# INFORMATION SUPPLIED:
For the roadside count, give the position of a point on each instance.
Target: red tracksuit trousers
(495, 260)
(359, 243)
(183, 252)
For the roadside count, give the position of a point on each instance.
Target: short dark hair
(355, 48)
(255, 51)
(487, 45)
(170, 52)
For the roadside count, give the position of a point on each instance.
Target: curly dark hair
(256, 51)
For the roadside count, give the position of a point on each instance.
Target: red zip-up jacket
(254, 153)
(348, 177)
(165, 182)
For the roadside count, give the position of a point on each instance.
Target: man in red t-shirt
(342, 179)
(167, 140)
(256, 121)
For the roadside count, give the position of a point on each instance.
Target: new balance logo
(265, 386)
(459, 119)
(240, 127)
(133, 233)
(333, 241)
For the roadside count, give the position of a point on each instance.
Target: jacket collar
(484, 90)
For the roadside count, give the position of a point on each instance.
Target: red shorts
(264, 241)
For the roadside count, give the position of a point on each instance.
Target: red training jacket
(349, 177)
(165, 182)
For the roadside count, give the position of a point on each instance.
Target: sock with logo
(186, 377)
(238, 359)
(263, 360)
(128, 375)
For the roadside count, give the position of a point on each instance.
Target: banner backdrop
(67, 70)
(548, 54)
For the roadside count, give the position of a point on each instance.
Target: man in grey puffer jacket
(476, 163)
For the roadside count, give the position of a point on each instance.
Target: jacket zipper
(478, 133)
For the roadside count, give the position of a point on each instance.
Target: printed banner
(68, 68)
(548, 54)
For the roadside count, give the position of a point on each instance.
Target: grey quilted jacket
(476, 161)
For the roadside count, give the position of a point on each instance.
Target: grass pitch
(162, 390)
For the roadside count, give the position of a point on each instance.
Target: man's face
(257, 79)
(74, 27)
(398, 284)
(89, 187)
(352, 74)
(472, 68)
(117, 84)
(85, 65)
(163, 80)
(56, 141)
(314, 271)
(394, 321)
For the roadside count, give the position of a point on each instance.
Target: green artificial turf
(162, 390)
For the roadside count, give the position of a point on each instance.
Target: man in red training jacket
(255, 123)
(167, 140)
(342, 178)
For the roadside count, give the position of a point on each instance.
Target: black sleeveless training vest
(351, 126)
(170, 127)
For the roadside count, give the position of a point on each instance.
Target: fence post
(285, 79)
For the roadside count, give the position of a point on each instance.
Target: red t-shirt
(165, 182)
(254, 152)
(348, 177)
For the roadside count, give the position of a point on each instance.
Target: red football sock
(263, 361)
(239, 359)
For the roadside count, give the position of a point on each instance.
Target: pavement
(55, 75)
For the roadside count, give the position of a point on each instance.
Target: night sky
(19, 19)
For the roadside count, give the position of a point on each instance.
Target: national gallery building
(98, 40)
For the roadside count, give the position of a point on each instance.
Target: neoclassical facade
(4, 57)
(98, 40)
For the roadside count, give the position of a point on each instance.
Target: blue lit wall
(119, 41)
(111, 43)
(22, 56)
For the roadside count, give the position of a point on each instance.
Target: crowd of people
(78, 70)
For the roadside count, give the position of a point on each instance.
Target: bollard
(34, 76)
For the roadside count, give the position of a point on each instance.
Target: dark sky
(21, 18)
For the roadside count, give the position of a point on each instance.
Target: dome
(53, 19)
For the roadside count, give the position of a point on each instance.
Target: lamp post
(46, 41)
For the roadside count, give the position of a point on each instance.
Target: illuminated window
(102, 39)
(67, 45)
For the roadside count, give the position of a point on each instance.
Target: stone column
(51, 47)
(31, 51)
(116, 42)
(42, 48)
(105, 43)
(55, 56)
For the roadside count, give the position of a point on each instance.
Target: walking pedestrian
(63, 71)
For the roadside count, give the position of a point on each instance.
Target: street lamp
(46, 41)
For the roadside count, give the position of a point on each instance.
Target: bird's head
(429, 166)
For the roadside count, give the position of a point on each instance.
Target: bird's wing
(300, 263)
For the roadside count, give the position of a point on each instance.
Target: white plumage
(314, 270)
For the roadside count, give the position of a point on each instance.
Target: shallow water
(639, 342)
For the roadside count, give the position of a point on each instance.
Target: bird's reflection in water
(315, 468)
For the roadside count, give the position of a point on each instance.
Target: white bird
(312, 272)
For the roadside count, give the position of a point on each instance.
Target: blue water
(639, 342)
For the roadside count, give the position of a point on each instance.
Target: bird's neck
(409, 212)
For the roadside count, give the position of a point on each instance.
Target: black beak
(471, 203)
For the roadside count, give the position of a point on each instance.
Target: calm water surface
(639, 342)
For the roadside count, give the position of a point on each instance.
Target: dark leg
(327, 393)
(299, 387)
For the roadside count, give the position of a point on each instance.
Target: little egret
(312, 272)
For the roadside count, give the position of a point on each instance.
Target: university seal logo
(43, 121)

# YOUR GOAL:
Write the entries out once more, exactly as they were given.

# THE ANSWER:
For the roadside count, give the position of a point on each instance.
Target: red tracksuit trousers
(495, 260)
(359, 243)
(183, 252)
For the roadside count, give the position of a point on each instance.
Target: short dark hair
(355, 48)
(255, 51)
(487, 45)
(170, 52)
For the roadside count, give the position of a point on each instance.
Target: curly dark hair
(256, 51)
For the roadside count, give the position of a point on each instance.
Target: red zip-up jacket
(254, 153)
(348, 177)
(165, 182)
For the roadside count, give the position of a point on each instance.
Target: man in red t-shirt
(342, 179)
(167, 140)
(256, 121)
For the roadside count, give the position of a point on each instance.
Target: new balance logo
(265, 386)
(459, 119)
(240, 127)
(133, 233)
(333, 241)
For the roadside count, give the position of a point on each instance.
Target: jacket collar
(484, 90)
For the roadside count, give the position of a point on each instance.
Target: red shorts
(264, 241)
For the roadside count, give the position of a point on each instance.
Target: red training jacket
(349, 177)
(165, 182)
For the roadside count, give the position of a point on each instance.
Target: sock with logo
(186, 377)
(238, 359)
(263, 360)
(128, 375)
For the roadside count, give the position of a point on each instance.
Target: banner backdrop
(67, 70)
(548, 54)
For the roadside count, give the position of a point on each instance.
Target: man in grey puffer jacket
(476, 163)
For the roadside count, give the position of a point on each instance.
Target: jacket zipper
(478, 133)
For the roadside count, give the position of a point on each instance.
Target: printed banner
(68, 68)
(548, 54)
For the roadside count, give the position of a point on each instance.
Target: grey quilted jacket
(476, 161)
For the roadside count, give the position of a point on each instance.
Target: grass pitch
(162, 390)
For the roadside count, give the position of a point on each instance.
Target: man's face
(257, 79)
(74, 27)
(398, 284)
(89, 187)
(352, 74)
(472, 68)
(117, 84)
(85, 65)
(163, 80)
(56, 141)
(314, 271)
(394, 321)
For the roadside count, give the position of a point on each instance.
Target: green artificial turf
(162, 390)
For the roadside count, give the position of a point on each instance.
Target: man in red training jacket
(255, 123)
(167, 140)
(342, 178)
For the roadside count, give the position of a point on each instance.
Target: black sleeveless training vest
(351, 126)
(170, 127)
For the roadside count, give the position of a point on each instance.
Target: fence post
(285, 79)
For the roadside count, give the position of a point on each instance.
Target: red t-shirt
(165, 182)
(254, 152)
(348, 177)
For the roadside count, give the position of a point on each instance.
Target: red football sock
(263, 361)
(239, 359)
For the roadside count, give the position of a point on each instance.
Target: pavement
(55, 75)
For the roadside count, give the position of a point on each instance.
Target: night sky
(19, 19)
For the roadside count, give the position of a point on each instance.
Target: national gallery building
(98, 40)
For the roadside count, give the position of a point on each instance.
Target: neoclassical facade
(4, 57)
(98, 40)
For the roadside count, give the position of a point on each instance.
Target: blue lit wall
(119, 41)
(111, 43)
(22, 56)
For the roadside count, give the position of a point on each instance.
Target: crowd of people
(78, 70)
For the roadside count, give the position of a point on each instance.
Target: bollard
(34, 76)
For the roadside count, give the position of a point on each instance.
Target: dark sky
(21, 18)
For the roadside count, give the position of a point on each instance.
Target: dome
(53, 19)
For the roadside count, give the position of a point on each instance.
Target: lamp post
(46, 41)
For the roadside count, give the position of a point on each instance.
Target: illuminated window
(102, 39)
(67, 45)
For the roadside count, give the position of a point on each instance.
Target: stone column
(51, 47)
(31, 51)
(116, 42)
(42, 48)
(105, 43)
(55, 56)
For the roadside count, give the position of a point on each instance.
Target: walking pedestrian
(63, 71)
For the roadside count, give the position of a point on each instance.
Target: street lamp
(46, 41)
For the roadside count, give the position of a point on each instance.
Target: bird's head
(429, 166)
For the roadside count, give the position of a point on each instance.
Target: bird's wing
(300, 263)
For the roadside count, give the position of a point on each instance.
Target: white plumage
(314, 270)
For the roadside count, give the position of a point on each instance.
Target: shallow water
(639, 342)
For the roadside count, give the position of a point on each instance.
Target: bird's reflection in water
(315, 468)
For the roadside count, give the position of a point on each instance.
Target: white bird
(312, 272)
For the roadside count, give the position of a point on each instance.
Target: blue water
(639, 342)
For the roadside count, give the position of a point on each instance.
Target: bird's neck
(409, 212)
For the roadside count, give the position of a point on each instance.
Target: black beak
(471, 203)
For the roadside count, give the position of a point on each instance.
Target: calm water surface
(639, 342)
For the roadside count, give the position of a point on each instance.
Target: dark leg
(327, 393)
(299, 387)
For the roadside count, give the position of a point on each instance.
Target: little egret
(312, 272)
For the roadside count, give the position of a point on each instance.
Target: university seal logo
(43, 121)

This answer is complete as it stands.